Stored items

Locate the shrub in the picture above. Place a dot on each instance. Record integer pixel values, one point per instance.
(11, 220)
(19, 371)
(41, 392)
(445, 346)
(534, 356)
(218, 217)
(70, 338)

Task statement
Your answer must be an exact transcription of all the data above.

Result
Locate the shrub in the picture above. Place a dot on each instance. Record integer pixel values, one point per instance.
(11, 220)
(19, 371)
(41, 392)
(445, 346)
(534, 356)
(218, 217)
(70, 338)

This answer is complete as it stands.